TASK STATEMENT: Each line of the material below should be reproduced exactly.

* Start ENTRIES SUPPLIED *

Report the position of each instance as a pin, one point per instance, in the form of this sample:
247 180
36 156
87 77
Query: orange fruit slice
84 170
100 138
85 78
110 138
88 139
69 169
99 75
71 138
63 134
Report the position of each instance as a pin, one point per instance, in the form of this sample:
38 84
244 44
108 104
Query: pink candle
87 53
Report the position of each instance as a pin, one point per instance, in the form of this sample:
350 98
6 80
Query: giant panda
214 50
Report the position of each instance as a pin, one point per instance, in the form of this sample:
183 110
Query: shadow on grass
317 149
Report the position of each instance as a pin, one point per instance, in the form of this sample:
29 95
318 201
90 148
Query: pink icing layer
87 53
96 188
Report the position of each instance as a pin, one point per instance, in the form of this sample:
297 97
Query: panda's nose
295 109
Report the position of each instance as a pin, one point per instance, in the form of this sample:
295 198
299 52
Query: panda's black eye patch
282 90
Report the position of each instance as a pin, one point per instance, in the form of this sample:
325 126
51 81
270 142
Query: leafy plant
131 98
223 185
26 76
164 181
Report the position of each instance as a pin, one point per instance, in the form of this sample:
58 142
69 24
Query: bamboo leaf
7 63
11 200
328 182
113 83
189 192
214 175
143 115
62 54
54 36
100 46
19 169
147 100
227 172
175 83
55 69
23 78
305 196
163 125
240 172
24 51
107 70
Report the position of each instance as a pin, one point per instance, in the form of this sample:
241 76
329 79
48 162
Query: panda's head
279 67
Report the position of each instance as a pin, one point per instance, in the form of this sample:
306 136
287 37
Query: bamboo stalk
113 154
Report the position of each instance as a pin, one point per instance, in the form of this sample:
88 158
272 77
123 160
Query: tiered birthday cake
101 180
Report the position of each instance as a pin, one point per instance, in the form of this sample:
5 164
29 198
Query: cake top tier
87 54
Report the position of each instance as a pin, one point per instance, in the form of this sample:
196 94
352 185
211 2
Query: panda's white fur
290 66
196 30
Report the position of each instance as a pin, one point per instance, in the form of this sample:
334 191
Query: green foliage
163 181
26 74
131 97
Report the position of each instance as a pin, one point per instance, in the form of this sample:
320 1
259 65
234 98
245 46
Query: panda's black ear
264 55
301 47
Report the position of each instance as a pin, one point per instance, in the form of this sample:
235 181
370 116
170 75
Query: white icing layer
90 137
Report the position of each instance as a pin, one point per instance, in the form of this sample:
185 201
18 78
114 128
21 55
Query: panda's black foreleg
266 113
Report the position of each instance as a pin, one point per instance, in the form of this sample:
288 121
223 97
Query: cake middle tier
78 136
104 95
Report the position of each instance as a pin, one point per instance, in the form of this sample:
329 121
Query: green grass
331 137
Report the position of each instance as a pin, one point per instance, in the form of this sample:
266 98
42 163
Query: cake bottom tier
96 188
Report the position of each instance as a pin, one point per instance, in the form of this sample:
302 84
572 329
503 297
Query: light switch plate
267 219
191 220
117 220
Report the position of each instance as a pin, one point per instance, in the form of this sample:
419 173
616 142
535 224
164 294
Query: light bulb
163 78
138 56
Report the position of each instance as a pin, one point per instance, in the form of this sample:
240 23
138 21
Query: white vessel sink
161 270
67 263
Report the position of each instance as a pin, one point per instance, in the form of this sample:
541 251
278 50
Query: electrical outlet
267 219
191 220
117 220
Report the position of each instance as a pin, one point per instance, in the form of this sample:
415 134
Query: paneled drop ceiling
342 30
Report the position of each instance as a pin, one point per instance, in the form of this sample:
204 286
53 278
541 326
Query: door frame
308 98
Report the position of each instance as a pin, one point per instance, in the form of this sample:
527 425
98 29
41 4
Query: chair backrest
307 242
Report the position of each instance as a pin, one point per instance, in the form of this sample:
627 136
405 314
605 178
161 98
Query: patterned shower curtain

* End ENTRIES SUPPLIED *

RESPONSE TO THIS TASK:
Report the position of each instance as a pin, one point per instance, in the form of this sample:
247 180
36 156
87 77
Query: orange fruit slice
84 170
100 138
85 78
110 138
88 139
69 169
99 75
71 138
63 134
Report the position of each instance as a pin, one point per instance, in the form of this sample:
38 84
244 44
108 104
Query: pink candle
87 53
Report the position of each instance as a pin, one point per instance, in the form of this sample:
350 98
6 80
Query: giant panda
214 50
Report the position of each instance as a pin, one point per instance, in the form of this sample:
183 110
Query: shadow on grass
317 149
Report the position of each instance as a pin, one point per instance, in the form of this sample:
29 95
318 201
90 148
Query: pink icing layer
87 53
96 188
Report the position of each instance as a pin, one point per instance, in the form of this sample:
297 97
Query: panda's nose
295 109
Report the position of each instance as a pin, one point per instance, in the form of this sample:
295 198
299 52
Query: panda's black eye patch
282 90
Report the position of each instance as a pin, one point per instance, in the form of this sample:
325 126
51 81
270 142
Query: leafy plant
131 98
223 185
26 76
164 181
Report the position of each instance as a pin, one point per instance, in the form of this sample:
58 142
69 24
Query: bamboo leaf
7 63
11 200
328 182
113 83
189 192
214 175
143 115
62 54
54 36
100 46
19 169
147 100
227 172
175 83
55 69
23 78
305 196
163 125
240 172
24 51
107 70
Report the position of each instance as a pin, one point per instance, in the form of this sample:
241 76
329 79
48 162
Query: panda's head
279 67
Report the position of each instance as a pin, one point per instance, in the form of this sample:
306 136
287 37
Query: bamboo stalk
113 154
Report the position of each instance as a pin, one point per instance, in the form of this sample:
88 158
272 77
123 160
Query: tiered birthday cake
101 180
Report the position of each instance as a pin, one point per instance, in the form of this sample:
5 164
29 198
Query: cake top tier
87 54
Report the position of each instance as a pin, one point per instance, in the form of this sample:
196 94
352 185
211 2
Query: panda's white fur
290 66
196 30
Report the position of each instance as a pin, one point per instance, in the form of this sample:
334 191
Query: green foliage
163 181
26 74
131 97
Report the position of each instance as a pin, one point per instance, in the form of this sample:
320 1
259 65
234 98
245 46
Query: panda's black ear
264 55
301 47
Report the position of each instance as a pin, one point per instance, in the form of this sample:
235 181
370 116
170 75
Query: white icing layer
90 137
Report the position of each instance as a pin, one point per instance, in the form of this sample:
185 201
18 78
114 128
21 55
Query: panda's black foreleg
266 113
Report the position of each instance as a pin, one point per instance, in the form of this sample:
288 121
223 97
Query: cake middle tier
78 136
104 95
Report the position of each instance as a pin, one point per instance, in the form of this sample:
329 121
Query: green grass
331 137
Report the position of each instance as a pin, one point per instance, in the form of this sample:
266 98
42 163
Query: cake bottom tier
96 188
Report the position of each instance as a pin, one point per instance, in the form of this sample:
302 84
572 329
503 297
Query: light switch plate
267 219
191 220
117 220
Report the position of each instance as a pin, one point per instance, in the form of this sample:
419 173
616 142
535 224
164 294
Query: light bulb
163 78
138 56
Report the position of each instance as a pin, one point per instance, in the form of this sample:
240 23
138 21
Query: white vessel sink
161 270
67 263
Report the position of each instance as a pin, one point per instance, in the form of this sample:
541 251
278 50
Query: electrical outlet
267 219
191 220
117 220
Report the position of each instance as a pin, one point per instance, in the form of this sample:
415 134
Query: paneled drop ceiling
342 30
Report the position of each instance as a pin, one point per instance, in the form of this sample:
204 286
53 278
541 326
Query: door frame
308 98
Report the position of each instance as a pin, one point per instance, in the form of this sample:
527 425
98 29
41 4
Query: chair backrest
307 242
Report the position of each instance as a pin, one point per instance, in the form of this sample:
627 136
405 314
605 178
161 98
Query: patterned shower curtain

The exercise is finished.